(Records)

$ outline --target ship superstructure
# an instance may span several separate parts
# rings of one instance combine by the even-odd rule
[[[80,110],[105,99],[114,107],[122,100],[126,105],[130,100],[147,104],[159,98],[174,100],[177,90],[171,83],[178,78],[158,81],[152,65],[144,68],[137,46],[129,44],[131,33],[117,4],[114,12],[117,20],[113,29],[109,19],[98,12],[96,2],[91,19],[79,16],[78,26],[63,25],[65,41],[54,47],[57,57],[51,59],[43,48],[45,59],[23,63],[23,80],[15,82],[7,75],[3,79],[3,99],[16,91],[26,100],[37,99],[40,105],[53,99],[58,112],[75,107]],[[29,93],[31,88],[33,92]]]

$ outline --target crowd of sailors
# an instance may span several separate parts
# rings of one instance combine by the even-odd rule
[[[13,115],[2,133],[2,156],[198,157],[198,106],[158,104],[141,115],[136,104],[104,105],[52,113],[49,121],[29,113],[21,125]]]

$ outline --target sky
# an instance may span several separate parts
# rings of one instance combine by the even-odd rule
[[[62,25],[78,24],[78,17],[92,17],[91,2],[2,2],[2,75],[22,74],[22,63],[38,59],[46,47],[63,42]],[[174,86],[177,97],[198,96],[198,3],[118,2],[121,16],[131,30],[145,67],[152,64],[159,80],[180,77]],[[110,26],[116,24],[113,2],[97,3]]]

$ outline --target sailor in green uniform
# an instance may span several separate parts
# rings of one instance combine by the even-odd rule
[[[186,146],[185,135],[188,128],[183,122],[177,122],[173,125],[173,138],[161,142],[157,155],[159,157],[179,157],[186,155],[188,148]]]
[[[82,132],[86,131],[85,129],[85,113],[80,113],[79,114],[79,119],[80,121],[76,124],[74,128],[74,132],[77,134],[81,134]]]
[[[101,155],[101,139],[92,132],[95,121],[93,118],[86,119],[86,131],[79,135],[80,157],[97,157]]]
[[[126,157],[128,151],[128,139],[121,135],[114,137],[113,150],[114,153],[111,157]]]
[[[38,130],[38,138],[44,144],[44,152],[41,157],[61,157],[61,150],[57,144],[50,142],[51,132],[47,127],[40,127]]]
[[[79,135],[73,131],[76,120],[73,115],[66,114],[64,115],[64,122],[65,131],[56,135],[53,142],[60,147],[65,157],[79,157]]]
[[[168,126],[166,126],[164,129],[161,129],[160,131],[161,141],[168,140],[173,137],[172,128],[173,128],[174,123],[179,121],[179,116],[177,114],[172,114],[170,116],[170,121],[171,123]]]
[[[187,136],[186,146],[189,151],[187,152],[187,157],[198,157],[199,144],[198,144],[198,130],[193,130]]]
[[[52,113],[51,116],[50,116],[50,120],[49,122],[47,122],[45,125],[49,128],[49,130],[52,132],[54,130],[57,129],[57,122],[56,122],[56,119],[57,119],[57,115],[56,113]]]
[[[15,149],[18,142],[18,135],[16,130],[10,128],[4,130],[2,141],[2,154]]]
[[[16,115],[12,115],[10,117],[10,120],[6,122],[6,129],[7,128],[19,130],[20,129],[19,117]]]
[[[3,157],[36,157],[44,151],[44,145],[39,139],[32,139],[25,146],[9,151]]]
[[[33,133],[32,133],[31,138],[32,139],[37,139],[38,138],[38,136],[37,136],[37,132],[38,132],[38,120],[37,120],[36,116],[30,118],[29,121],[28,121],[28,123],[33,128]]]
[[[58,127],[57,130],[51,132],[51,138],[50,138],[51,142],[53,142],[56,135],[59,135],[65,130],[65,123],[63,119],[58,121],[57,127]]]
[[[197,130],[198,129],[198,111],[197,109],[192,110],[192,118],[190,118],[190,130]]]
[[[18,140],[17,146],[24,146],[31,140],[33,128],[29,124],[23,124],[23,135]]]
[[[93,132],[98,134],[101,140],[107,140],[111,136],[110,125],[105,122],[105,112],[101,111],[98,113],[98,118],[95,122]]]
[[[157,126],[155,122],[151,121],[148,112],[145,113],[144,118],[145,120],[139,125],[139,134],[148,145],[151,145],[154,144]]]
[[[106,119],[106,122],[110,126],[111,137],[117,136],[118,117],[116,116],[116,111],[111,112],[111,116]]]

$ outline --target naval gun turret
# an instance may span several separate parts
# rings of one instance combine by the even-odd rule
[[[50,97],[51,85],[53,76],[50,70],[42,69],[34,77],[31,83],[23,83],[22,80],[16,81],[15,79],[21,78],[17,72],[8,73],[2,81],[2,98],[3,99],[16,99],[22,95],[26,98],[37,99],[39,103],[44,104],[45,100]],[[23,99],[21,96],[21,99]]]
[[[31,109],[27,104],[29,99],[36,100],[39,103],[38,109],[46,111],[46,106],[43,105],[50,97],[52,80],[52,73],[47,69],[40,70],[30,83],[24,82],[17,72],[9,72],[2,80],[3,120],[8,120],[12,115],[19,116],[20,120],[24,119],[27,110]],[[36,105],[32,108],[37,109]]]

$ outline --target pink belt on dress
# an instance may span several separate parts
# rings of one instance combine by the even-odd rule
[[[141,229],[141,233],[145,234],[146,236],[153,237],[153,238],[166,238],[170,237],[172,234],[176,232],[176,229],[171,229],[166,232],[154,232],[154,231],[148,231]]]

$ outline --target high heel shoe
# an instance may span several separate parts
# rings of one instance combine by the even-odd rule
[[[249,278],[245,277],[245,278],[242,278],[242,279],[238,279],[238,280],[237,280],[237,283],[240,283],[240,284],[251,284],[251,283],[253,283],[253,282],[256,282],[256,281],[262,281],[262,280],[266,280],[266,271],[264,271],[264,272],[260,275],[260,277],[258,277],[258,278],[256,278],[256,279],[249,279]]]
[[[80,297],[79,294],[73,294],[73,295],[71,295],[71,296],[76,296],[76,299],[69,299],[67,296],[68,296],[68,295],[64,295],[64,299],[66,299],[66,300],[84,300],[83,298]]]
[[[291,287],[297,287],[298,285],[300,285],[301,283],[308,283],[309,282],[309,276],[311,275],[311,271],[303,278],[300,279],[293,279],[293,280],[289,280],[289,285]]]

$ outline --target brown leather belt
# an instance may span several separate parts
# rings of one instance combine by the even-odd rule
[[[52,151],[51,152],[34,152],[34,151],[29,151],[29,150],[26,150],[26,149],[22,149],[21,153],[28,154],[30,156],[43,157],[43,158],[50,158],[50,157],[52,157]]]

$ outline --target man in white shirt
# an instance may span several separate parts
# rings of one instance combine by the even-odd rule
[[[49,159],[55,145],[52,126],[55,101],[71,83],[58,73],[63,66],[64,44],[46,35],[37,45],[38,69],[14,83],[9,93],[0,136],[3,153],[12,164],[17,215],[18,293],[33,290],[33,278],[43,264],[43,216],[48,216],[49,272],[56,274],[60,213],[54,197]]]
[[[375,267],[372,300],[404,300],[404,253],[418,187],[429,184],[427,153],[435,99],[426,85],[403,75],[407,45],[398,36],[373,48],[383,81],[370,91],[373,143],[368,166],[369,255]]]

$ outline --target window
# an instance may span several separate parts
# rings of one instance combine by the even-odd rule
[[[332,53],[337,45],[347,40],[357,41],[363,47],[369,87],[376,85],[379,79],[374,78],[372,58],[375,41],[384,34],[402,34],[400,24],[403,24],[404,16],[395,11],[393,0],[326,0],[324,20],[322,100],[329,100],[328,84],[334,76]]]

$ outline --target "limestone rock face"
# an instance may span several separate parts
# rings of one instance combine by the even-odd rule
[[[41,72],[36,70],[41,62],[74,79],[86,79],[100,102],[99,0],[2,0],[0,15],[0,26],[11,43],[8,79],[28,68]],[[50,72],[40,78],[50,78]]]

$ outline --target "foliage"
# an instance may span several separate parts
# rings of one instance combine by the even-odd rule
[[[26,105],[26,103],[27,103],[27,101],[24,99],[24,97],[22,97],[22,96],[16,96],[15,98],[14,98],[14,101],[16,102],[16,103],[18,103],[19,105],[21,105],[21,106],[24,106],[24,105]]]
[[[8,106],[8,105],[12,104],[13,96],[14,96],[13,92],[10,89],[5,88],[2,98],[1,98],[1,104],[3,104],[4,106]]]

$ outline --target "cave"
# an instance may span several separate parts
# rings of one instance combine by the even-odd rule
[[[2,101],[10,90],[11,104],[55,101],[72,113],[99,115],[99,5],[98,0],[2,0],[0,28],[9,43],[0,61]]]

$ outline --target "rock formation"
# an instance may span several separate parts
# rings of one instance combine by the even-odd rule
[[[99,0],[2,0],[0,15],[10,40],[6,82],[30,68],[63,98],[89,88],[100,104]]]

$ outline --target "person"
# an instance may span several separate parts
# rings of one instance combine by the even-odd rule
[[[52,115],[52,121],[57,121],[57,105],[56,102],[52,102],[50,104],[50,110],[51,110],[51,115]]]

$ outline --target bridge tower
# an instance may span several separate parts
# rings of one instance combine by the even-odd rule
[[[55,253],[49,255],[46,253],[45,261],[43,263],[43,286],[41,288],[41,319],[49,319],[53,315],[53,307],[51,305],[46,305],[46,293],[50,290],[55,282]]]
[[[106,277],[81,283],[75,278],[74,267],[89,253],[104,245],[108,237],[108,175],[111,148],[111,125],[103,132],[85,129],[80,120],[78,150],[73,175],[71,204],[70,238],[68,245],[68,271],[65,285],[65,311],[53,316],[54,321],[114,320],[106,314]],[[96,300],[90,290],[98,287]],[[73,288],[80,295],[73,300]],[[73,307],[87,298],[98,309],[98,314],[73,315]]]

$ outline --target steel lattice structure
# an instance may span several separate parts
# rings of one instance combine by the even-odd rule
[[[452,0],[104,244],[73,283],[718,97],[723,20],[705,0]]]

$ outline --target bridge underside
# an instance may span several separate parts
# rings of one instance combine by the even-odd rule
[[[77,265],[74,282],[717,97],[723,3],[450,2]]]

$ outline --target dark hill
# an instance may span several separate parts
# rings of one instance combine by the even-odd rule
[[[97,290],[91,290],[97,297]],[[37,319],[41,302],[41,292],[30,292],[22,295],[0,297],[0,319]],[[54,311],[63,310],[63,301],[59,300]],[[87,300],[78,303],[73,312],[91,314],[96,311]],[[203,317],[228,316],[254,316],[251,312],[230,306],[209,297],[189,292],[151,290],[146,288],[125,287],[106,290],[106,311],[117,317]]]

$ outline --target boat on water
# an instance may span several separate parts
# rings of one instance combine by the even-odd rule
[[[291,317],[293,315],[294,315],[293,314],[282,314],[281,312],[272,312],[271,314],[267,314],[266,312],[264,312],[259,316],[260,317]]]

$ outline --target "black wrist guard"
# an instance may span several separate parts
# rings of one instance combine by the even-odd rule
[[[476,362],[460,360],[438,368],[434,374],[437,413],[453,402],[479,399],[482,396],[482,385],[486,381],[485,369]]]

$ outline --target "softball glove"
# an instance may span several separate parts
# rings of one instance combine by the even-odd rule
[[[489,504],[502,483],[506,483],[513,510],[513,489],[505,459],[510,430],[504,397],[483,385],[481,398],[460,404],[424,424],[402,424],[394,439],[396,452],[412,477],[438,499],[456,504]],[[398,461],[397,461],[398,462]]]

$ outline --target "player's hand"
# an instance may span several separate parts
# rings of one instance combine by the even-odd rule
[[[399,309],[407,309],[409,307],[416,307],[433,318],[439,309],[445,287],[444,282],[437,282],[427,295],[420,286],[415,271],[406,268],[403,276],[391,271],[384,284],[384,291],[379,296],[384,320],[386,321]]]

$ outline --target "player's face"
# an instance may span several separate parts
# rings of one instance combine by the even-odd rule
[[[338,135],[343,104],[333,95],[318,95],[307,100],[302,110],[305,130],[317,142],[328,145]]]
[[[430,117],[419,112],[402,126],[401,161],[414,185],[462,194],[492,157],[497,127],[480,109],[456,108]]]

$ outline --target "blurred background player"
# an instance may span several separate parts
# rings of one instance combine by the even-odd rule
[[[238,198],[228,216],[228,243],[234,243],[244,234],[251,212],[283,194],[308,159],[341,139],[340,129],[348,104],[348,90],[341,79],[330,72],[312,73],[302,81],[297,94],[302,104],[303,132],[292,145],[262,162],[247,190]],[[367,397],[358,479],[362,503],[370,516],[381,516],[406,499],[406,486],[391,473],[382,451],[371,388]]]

Problem to work on »
Repeat exactly the lines starting at the line with "boat on water" and ending with the final line of the entries. Include nothing else.

Exercise answer »
$ outline --target boat on water
# an instance may span several separate parts
# rings of one instance combine by the even-odd rule
[[[291,317],[293,315],[294,315],[293,314],[282,314],[281,312],[272,312],[271,314],[267,314],[266,312],[264,312],[259,316],[260,317]]]

$ outline --target "black wrist guard"
# an instance may span several separate parts
# rings of one instance combine by the even-odd rule
[[[476,362],[460,360],[438,368],[434,374],[437,413],[453,402],[479,399],[482,396],[482,385],[486,381],[485,369]]]

$ outline --target "softball glove"
# an instance may span several separate parts
# rings of one instance combine by the even-odd rule
[[[489,504],[502,483],[506,483],[513,510],[513,489],[505,459],[510,430],[504,397],[483,385],[481,398],[460,404],[424,424],[402,424],[394,439],[396,452],[412,477],[438,499],[456,504]],[[398,461],[397,461],[398,462]]]

$ outline --target "player's hand"
# an instance may span several separate parts
# rings of one instance combine by the even-odd rule
[[[399,309],[407,309],[409,307],[416,307],[433,318],[439,309],[445,287],[444,282],[437,282],[427,295],[420,286],[415,271],[406,268],[403,276],[391,271],[384,284],[384,291],[379,296],[384,320],[386,321]]]

$ outline --target "player's face"
# an instance may span several separate parts
# rings of one instance combine by the even-odd rule
[[[338,135],[343,104],[333,95],[318,95],[307,100],[302,110],[305,130],[317,142],[328,145]]]
[[[430,117],[419,112],[402,126],[401,161],[414,185],[462,194],[492,157],[497,127],[480,109],[456,108]]]

$ outline --target "blurred background player"
# an instance may span several separate parts
# rings of one instance combine by the even-odd rule
[[[238,198],[228,216],[228,243],[234,243],[244,234],[251,212],[283,194],[308,159],[341,139],[340,129],[348,104],[348,90],[341,79],[330,72],[312,73],[302,81],[297,94],[302,104],[303,132],[292,145],[262,162],[247,190]],[[367,397],[358,479],[362,503],[370,516],[381,516],[406,499],[406,486],[391,473],[382,451],[371,388]]]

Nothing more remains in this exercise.